* What is asked *
In the lines starting at the one containing "Put a dot on each instance of the yellow" and ending at the one containing "Query: yellow and silver train", switch every "silver" to "gray", leave everything else unchanged, and give back only those lines.

* Listing *
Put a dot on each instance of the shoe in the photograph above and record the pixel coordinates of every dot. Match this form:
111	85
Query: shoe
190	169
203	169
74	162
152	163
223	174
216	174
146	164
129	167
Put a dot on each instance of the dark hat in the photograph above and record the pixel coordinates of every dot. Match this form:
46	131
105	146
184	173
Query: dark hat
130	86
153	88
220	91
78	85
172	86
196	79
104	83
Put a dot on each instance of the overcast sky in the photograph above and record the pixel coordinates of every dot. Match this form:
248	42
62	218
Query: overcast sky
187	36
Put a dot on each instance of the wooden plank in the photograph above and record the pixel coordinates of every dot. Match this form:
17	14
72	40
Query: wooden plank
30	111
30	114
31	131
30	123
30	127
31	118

---

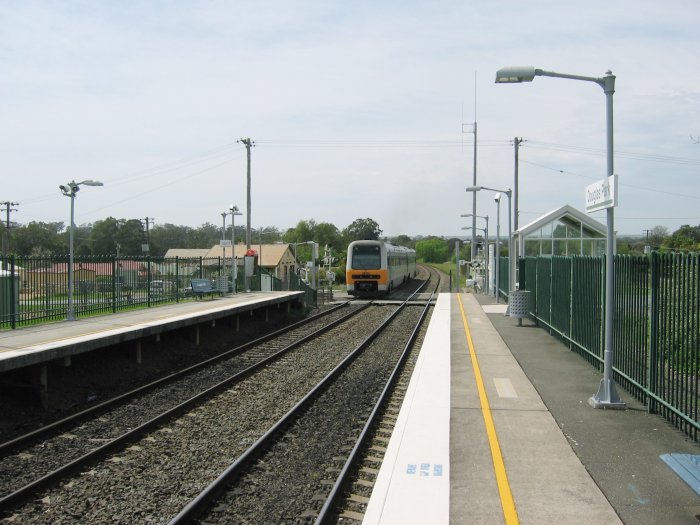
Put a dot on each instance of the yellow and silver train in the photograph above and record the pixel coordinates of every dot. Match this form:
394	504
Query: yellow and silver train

* * *

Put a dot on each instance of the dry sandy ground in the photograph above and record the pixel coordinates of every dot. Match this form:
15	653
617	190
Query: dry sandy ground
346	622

* Solution to this exercise *
Put a dot on each instance of the yellow and gray train in the photograph above and record the pixel coordinates of every dot. Match this form:
394	504
Query: yellow and gray train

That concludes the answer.